WORK INSTRUCTIONS -> Include in the output the line containing "Target: silhouetted palm tree" and each subsequent line of the records, through the end, transcribed exactly. Add nothing else.

(Dataset excerpts on object pointing)

══════════════════════════════

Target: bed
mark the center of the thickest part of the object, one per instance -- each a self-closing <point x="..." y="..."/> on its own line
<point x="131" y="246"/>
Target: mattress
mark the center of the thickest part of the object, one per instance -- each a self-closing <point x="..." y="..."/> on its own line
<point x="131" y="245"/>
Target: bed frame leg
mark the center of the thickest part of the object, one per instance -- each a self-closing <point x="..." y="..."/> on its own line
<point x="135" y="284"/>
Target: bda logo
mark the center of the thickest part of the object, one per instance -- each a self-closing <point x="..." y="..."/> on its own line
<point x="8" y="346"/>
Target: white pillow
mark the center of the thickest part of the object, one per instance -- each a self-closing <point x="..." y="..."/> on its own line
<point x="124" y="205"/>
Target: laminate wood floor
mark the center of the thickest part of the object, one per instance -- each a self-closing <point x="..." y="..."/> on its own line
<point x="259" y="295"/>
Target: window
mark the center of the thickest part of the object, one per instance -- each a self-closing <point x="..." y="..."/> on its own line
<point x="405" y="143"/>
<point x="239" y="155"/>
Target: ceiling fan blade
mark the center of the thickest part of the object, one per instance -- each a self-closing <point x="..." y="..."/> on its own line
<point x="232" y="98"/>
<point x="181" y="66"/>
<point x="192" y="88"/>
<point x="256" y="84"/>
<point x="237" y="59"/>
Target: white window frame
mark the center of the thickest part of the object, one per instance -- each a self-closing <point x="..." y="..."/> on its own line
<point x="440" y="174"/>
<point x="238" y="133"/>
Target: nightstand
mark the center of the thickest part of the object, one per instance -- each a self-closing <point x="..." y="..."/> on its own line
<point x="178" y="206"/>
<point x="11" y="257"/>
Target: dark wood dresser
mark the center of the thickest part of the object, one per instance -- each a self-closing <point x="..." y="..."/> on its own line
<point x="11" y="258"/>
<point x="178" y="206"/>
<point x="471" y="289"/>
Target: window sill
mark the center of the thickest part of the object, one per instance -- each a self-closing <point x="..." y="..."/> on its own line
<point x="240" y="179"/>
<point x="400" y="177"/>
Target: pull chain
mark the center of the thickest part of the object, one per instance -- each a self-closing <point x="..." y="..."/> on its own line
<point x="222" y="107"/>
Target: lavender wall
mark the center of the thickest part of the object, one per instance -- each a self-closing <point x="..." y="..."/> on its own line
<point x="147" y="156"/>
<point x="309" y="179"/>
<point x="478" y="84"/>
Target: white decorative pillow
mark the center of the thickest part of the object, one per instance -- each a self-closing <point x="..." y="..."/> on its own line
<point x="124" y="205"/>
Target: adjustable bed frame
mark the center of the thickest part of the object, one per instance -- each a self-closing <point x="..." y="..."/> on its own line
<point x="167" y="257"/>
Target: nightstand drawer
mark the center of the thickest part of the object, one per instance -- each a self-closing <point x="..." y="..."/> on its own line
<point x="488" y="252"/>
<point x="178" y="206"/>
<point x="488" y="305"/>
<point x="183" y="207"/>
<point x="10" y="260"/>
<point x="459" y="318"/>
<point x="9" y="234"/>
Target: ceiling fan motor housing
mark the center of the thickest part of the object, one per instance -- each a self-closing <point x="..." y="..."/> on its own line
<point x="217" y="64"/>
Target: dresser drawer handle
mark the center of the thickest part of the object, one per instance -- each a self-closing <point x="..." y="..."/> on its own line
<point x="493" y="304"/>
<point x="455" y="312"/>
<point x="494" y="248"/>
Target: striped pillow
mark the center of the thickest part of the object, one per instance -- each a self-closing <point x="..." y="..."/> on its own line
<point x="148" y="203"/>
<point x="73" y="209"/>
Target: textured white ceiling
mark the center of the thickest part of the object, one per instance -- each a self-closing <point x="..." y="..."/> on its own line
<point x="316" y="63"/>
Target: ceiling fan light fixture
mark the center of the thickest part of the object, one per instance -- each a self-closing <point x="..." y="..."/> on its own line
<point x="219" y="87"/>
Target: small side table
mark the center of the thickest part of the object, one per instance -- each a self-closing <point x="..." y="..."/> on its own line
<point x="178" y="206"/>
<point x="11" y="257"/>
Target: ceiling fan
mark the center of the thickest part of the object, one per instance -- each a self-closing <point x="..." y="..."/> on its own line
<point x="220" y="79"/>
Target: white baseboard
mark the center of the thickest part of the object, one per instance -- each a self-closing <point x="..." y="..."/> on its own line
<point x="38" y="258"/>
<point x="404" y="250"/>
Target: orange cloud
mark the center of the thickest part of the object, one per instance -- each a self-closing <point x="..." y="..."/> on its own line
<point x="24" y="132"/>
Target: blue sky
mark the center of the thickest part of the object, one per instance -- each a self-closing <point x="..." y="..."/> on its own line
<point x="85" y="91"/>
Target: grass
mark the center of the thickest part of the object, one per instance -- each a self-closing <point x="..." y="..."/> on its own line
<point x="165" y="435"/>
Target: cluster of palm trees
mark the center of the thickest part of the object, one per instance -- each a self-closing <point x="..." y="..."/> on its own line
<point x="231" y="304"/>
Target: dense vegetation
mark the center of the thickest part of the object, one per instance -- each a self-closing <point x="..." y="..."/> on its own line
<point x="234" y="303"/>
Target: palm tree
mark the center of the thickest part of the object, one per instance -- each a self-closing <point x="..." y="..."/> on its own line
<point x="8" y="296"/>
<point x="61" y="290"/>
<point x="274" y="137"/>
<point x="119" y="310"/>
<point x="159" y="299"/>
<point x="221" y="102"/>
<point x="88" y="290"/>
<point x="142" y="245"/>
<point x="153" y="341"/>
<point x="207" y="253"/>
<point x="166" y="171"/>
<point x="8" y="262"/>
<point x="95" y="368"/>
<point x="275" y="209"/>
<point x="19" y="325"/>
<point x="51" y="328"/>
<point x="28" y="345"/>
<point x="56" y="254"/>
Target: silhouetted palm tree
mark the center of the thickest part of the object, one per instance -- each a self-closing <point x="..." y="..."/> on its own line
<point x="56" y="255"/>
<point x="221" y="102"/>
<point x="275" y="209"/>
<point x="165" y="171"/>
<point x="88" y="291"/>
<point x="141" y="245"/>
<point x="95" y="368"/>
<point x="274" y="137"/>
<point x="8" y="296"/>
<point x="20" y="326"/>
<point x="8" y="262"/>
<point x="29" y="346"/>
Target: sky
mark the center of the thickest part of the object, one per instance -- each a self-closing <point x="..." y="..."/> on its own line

══════════════════════════════

WORKED ANSWER ->
Target: silhouetted palm tree
mark the center of the thickest part of the object, one per instance -- each a self-closing <point x="..." y="..."/> on its own line
<point x="56" y="255"/>
<point x="221" y="102"/>
<point x="275" y="209"/>
<point x="165" y="171"/>
<point x="88" y="291"/>
<point x="141" y="245"/>
<point x="95" y="368"/>
<point x="274" y="137"/>
<point x="8" y="296"/>
<point x="20" y="326"/>
<point x="8" y="262"/>
<point x="29" y="346"/>
Target: sky
mark the center of the thickest part of the object, one per instance -- each a self-closing <point x="..." y="..."/> on its own line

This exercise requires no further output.